** START RECORDS FOR THIS TASK **

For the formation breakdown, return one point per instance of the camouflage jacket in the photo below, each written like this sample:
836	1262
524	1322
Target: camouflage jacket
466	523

** END RECORDS FOR THIS TASK **
** START RECORDS FOR THIS TASK **

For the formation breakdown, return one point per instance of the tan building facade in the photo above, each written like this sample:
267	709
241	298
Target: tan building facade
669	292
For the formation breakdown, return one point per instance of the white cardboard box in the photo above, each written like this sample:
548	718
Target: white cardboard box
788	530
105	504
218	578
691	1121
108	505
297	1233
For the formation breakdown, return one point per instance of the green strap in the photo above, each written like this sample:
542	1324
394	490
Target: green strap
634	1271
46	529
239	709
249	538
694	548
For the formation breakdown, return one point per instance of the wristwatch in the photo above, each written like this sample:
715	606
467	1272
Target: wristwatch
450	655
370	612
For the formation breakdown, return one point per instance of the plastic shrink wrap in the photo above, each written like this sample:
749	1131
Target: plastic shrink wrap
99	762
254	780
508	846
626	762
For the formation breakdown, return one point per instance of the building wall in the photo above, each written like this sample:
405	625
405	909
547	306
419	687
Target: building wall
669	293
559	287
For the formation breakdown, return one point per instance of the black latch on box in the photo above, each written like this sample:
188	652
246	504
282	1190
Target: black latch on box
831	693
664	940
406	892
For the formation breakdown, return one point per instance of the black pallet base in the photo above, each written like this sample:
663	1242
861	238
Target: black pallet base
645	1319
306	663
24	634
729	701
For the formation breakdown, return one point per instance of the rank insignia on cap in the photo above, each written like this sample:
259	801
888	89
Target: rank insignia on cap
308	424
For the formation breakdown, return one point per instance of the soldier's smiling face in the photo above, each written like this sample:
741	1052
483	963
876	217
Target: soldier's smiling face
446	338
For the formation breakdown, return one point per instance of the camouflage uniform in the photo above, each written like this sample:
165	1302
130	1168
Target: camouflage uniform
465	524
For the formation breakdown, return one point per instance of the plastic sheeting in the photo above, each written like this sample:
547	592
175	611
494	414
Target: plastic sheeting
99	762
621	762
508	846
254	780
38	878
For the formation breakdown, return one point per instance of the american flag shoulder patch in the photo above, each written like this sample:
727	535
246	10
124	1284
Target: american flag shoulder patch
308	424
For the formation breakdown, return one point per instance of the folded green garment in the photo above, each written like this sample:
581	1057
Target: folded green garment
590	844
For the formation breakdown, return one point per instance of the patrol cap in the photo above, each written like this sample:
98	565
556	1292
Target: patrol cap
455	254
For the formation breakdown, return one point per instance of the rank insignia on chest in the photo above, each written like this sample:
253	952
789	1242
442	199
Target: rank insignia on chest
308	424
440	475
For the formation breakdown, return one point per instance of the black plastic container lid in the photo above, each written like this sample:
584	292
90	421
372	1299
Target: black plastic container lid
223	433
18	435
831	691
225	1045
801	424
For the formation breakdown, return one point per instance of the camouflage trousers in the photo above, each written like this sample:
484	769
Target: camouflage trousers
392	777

** END RECORDS FOR THIS TASK **

**TASK GOAL**
Report every line above that contains the string "face", copying each such line in full.

**RESULT FOR THIS TASK**
For the formation breakdown, return one point per instance of the soldier's smiling face in the photo above, each written like this sample:
Target: soldier's smiling face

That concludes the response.